DOCUMENT SECTION -
Morris Tribunal: Drunk revellers fell fighting out of club
A Donegal market town descended into mayhem and a near riot on Friday nights as hundreds of young drinkers left a popular nightclub, a garda corruption inquiry heard today.
Amid claims local gardaí harassed club owners the McBrearty family, the Morris Tribunal was told youths as young as 15 fell from the premises fighting, vomiting and urinating on the street.
Superintendent Philip Lyons was asked to report on disturbances outside Frankie’s by a senior officer and described it as the worst he had seen in 30 years policing.
He told the inquiry he feared someone could have died.
“It was out of control,” the Superintendent said.
“They (the crowd) might not have had a common purpose but they were all doing their own bits of skirmishing here and there, it was a serious situation.”
Mr Lyons was sent to Raphoe over a weekend in July 1997 and asked to report back to his seniors at Letterkenny Station. He described the scene as wholesale drunkenness and savagery and claimed the club owners allowed drunkenness of an extreme nature.
On a Friday night punters paid £1(€1.40) to get into Frankie’s and drink was offered for as little as £1. Up to 900 people could have been in the club.
Bus loads of revellers came from towns over the border in the North and Mr Lyons said there were youths as young as 15, 16 and 17.
The McBreartys deny underage drinking went on in the club.
But Mr Lyons insisted three youths who had been assaulted were underage and had been in the nightclub.
He told the inquiry a 16-year-old girl had been attacked and needed medical care, a young man had been punched five times in the face by a bouncer and another young man had a bottle smashed in his face but was denied medical care by staff.
Mr Lyons said the revellers were too young to cope with the cheap drink on offer.
“Some of them were supporting each other, there were young girls getting sick, vomiting on the side of the street,” he said
“There were girls fighting, rolling on the ground fighting.”
Mr Lyons said Frank McBrearty Senior stood outside the club with members of staff watching the scene, but did nothing to bring control.
There were two sergeants and 11 gardaí on duty with Mr Lyons but he said that was not enough to restore order.
He went back with a smaller team the following night but there was no repeat of the disturbances.
Saturday night at Frankie’s was a dance which attracted an older crowd.
But Mr Lyons said bar staff continued to serve after hours. The McBrearty’s drink licence ran until 11.30pm while the dance licence allowed people on the premises until 2am on condition no alcohol was sold.
Mr Lyons said he witnessed the rules being broken first hand.

REQUIRED TASKS -
(A) Please update the Morris Tribunal report from "There were two" to "an older crowd.", replacing "sergeants" with "inspectors".
(B) According to the Morris Tribunal report, what did punters pay to get into Frankie's on a Friday night?

PROVIDED MATERIAL -
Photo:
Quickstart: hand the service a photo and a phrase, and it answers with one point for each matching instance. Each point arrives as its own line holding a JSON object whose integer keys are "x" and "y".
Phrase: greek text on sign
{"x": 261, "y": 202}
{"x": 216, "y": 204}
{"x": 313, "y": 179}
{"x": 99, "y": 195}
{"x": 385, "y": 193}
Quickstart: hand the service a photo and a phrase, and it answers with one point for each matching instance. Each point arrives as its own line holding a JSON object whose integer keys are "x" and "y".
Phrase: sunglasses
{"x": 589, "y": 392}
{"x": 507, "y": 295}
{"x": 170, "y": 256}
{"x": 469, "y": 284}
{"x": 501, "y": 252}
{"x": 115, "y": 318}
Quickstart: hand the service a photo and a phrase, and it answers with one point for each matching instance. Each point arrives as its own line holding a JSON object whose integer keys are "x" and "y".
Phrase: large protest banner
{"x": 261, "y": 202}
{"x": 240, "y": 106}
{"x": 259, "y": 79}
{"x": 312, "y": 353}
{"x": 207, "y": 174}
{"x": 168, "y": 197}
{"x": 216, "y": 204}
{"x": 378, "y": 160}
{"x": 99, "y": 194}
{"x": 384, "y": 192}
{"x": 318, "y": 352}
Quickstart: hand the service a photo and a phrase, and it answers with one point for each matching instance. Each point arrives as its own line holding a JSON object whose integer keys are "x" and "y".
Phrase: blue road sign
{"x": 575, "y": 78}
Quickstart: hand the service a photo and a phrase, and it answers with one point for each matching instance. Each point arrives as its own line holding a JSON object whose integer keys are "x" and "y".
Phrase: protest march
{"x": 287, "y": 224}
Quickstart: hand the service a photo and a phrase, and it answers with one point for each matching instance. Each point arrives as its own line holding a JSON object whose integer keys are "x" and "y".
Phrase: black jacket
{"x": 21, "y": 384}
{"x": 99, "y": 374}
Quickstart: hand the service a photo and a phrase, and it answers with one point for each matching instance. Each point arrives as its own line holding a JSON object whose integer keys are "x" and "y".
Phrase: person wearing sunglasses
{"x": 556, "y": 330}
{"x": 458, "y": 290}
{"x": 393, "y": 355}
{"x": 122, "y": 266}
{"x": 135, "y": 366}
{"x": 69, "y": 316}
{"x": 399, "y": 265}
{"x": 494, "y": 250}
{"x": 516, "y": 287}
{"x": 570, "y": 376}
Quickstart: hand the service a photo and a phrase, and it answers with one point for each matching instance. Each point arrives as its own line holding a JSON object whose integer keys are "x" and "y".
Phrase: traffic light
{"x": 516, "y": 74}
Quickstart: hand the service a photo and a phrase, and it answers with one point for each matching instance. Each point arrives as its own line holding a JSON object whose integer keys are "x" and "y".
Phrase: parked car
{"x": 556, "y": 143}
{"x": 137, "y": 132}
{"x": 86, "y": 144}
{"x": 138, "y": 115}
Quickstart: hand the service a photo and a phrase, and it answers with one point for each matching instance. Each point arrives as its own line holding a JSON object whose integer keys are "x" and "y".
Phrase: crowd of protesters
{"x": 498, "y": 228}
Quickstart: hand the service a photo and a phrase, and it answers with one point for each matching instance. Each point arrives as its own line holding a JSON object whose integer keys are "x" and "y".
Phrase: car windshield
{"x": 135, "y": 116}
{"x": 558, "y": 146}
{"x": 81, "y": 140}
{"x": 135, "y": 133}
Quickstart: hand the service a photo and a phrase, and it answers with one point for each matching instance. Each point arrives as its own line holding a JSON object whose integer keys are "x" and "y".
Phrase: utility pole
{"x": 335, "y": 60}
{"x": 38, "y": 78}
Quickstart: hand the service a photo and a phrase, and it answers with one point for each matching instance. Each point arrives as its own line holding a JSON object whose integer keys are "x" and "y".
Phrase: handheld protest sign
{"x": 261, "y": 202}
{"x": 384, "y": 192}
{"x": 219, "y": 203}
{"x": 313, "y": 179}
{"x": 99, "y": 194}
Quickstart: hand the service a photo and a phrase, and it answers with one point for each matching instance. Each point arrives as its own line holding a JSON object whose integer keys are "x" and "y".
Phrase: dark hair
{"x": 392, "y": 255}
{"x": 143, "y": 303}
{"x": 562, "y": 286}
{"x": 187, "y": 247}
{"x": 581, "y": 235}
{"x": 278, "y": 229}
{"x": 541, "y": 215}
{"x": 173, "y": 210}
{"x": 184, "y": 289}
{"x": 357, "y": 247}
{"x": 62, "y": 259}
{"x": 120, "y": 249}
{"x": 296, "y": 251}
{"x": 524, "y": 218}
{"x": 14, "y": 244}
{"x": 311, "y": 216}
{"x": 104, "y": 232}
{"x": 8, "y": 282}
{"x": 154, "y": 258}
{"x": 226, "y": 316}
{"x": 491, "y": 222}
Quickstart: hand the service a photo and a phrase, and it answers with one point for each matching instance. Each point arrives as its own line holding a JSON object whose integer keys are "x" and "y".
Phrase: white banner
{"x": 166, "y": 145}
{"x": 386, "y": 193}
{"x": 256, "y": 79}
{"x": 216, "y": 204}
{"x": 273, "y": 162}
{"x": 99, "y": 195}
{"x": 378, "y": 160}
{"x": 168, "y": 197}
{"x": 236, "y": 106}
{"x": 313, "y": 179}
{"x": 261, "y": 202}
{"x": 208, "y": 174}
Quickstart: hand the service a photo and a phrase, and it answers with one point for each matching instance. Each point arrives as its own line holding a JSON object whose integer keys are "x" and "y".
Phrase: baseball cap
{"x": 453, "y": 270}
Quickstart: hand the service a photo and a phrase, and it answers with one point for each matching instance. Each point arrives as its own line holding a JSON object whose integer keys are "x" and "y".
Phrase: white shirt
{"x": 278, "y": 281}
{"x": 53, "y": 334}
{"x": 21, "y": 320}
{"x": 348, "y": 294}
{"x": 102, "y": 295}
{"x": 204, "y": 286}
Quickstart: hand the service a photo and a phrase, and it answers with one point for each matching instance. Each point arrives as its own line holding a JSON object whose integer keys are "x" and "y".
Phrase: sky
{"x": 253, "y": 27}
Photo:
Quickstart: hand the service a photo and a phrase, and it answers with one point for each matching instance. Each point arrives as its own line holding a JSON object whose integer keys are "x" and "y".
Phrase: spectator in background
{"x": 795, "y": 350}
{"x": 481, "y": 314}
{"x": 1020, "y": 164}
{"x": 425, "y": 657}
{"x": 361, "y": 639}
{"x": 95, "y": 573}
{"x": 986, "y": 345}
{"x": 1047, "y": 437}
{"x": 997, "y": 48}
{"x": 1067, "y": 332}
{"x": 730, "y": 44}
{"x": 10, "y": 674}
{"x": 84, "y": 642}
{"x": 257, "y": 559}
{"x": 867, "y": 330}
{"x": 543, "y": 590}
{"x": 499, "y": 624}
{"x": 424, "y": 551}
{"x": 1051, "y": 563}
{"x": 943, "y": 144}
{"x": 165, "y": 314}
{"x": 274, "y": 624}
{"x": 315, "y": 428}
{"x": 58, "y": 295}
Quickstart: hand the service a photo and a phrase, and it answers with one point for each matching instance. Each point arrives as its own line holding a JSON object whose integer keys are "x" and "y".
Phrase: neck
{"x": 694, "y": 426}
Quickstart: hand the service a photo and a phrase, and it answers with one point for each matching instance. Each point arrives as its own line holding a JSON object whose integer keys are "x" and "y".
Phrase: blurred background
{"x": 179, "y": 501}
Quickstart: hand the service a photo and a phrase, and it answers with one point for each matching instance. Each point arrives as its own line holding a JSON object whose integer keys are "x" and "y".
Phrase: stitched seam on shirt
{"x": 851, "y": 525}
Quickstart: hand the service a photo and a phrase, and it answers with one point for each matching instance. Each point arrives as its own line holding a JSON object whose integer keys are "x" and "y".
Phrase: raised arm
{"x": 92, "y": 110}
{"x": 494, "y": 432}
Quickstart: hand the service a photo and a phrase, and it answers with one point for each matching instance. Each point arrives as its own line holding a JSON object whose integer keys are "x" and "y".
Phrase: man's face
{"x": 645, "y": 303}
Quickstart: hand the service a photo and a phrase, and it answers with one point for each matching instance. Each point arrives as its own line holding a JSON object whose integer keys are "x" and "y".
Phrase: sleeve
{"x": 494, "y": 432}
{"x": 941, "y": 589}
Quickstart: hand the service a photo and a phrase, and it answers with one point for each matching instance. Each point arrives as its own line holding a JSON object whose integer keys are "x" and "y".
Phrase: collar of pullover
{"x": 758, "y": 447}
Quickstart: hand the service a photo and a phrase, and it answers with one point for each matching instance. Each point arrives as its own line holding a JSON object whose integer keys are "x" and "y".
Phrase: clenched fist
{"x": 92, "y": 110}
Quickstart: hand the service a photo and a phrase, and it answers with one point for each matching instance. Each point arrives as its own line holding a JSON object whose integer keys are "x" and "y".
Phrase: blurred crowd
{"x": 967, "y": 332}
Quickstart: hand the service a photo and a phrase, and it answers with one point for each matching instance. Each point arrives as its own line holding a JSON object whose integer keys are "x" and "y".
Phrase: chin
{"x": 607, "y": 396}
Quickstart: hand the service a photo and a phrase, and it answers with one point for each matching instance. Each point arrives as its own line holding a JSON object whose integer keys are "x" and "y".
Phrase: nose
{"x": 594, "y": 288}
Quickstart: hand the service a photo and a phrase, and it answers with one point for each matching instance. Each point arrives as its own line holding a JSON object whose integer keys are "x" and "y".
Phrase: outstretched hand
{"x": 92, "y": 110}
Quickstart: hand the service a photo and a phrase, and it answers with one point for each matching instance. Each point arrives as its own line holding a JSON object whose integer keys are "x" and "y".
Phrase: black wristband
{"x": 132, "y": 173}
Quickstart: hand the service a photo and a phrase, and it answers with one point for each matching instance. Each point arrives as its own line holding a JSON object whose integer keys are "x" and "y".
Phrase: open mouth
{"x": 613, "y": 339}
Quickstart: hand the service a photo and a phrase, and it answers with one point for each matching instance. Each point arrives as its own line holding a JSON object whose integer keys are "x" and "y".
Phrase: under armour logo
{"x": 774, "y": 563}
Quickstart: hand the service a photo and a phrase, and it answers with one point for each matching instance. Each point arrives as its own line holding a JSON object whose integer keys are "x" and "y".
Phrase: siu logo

RESPONSES TO THE EXERCISE -
(A)
There were two inspectors and 11 gardaí on duty with Mr Lyons but he said that was not enough to restore order.
He went back with a smaller team the following night but there was no repeat of the disturbances.
Saturday night at Frankie’s was a dance which attracted an older crowd.

(B) £1 (€1.40)